Records from a data source:
◆ ◆ ◆ ◆ ◆

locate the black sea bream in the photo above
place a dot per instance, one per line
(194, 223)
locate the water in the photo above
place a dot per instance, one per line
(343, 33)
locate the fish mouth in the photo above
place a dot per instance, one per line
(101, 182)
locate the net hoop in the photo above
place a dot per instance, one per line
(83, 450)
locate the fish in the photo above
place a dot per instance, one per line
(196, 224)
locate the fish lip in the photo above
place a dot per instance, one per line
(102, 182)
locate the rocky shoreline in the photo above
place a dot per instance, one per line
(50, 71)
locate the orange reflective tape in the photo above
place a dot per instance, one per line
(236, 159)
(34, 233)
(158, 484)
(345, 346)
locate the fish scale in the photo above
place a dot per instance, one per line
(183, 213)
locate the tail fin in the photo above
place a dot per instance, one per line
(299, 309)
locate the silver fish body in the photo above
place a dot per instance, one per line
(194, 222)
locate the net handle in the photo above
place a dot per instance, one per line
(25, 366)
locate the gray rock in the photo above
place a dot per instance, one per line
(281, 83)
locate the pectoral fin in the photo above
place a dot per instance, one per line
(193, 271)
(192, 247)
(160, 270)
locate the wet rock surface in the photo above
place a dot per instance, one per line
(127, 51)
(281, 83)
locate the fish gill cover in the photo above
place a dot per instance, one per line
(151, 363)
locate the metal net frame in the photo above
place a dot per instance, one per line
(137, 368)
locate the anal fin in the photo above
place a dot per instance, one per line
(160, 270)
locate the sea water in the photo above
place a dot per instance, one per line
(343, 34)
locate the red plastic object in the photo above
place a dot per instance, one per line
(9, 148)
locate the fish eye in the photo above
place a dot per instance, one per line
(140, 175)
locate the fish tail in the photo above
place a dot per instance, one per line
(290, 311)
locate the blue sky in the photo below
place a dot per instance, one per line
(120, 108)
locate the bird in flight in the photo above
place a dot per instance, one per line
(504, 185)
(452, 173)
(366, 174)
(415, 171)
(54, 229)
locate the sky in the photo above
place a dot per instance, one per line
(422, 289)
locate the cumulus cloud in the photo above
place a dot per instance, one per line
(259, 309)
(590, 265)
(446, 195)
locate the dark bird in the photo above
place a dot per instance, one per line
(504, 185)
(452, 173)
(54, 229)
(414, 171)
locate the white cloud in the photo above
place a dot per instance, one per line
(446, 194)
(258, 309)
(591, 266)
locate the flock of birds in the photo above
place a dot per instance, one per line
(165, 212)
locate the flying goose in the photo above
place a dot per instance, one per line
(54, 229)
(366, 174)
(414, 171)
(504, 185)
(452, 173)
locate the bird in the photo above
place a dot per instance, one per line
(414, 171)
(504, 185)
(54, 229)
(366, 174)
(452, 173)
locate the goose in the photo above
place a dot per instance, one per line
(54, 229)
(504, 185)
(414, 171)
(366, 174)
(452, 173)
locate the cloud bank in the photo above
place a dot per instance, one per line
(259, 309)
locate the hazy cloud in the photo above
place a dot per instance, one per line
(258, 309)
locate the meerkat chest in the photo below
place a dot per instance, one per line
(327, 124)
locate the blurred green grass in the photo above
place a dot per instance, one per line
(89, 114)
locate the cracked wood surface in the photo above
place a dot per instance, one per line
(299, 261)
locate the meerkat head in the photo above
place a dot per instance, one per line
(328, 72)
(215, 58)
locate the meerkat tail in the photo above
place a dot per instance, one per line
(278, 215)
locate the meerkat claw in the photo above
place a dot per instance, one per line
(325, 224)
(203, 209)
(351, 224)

◆ ◆ ◆ ◆ ◆

TASK TO COMPLETE: The answer should reproduce each entry above in full.

RESPONSE TO THIS TASK:
locate the black sea bream in the photo above
place a dot per instance, one per line
(194, 223)
locate the water in the photo above
place a dot per instance, one per line
(343, 33)
locate the fish mouth in the photo above
place a dot per instance, one per line
(101, 182)
locate the net hoop in the photo above
place a dot per instance, one per line
(83, 450)
locate the fish in the photo above
place a dot per instance, one per line
(196, 224)
locate the fish lip in the photo above
place a dot per instance, one per line
(102, 182)
locate the rocky shoreline in the photo above
place a dot per instance, one per line
(50, 71)
locate the orange reflective tape in the photo above
place a dot per instance, one per line
(236, 159)
(34, 233)
(158, 484)
(345, 346)
locate the fish scale in the photo above
place a dot per instance, one per line
(183, 213)
locate the tail fin in the photo above
place a dot per instance, one per line
(299, 309)
locate the silver fish body in the photo above
place a dot per instance, one per line
(194, 222)
locate the net handle in the photo above
place a dot per instance, one per line
(25, 366)
locate the gray rock in the photo above
place a dot per instance, one per line
(281, 83)
locate the pectoral fin in the photo above
place a dot per instance, one per line
(193, 271)
(192, 247)
(160, 270)
locate the wet rock surface in the photo above
place a dot per instance, one per line
(127, 51)
(281, 83)
locate the fish gill cover in the photo above
place a dot per instance, one per line
(151, 363)
locate the metal net frame in the photo above
place a dot per instance, one per line
(137, 368)
locate the anal fin in the photo above
place a dot per instance, one per line
(160, 270)
locate the sea water in the photo above
place a dot per instance, one per line
(343, 34)
locate the red plastic object in the photo above
place a dot per instance, one per line
(9, 148)
locate the fish eye in the photo above
place a dot per instance, one per line
(140, 175)
locate the fish tail in the photo above
place a dot per instance, one per line
(290, 311)
locate the blue sky in the photo below
place a dot per instance, one per line
(120, 108)
locate the bird in flight in the photo above
place a dot per instance, one per line
(504, 185)
(452, 173)
(366, 174)
(415, 171)
(54, 229)
locate the sky in the photo above
place a dot per instance, one per line
(422, 289)
locate the cumulus cloud in the photo above
place a dot per instance, one per line
(259, 309)
(590, 265)
(446, 195)
locate the dark bird in the photo above
place a dot per instance, one per line
(504, 185)
(452, 173)
(54, 229)
(414, 171)
locate the white cloud in the photo above
place a dot per instance, one per line
(446, 194)
(258, 309)
(591, 266)
locate the flock of birds in the photo above
place a dot per instance, one per line
(165, 212)
locate the flying goose in the photo above
place a dot per instance, one per line
(54, 229)
(366, 174)
(414, 171)
(504, 185)
(452, 173)
locate the bird in the photo above
place a dot per instance, one per line
(414, 171)
(504, 185)
(54, 229)
(366, 174)
(452, 173)
locate the goose in the photo above
place a dot per instance, one per line
(54, 229)
(504, 185)
(414, 171)
(366, 174)
(452, 173)
locate the cloud bank in the photo above
place a dot per instance, one per line
(259, 309)
locate the hazy cloud in the photo above
place a dot per instance, one per line
(258, 309)
locate the meerkat chest in the photo below
place a dot per instance, one per line
(327, 124)
locate the blurred green grass in the photo above
place a dot per instance, one per line
(89, 114)
locate the cracked wood surface in the photo above
place a dot per instance, one per line
(299, 261)
locate the meerkat head in the photo above
place a dot per instance, one per line
(328, 72)
(215, 58)
locate the meerkat tail in the photo above
place a dot per instance, one per line
(278, 215)
locate the meerkat claw in the photo above
place a dot per instance, one per line
(325, 224)
(203, 209)
(351, 224)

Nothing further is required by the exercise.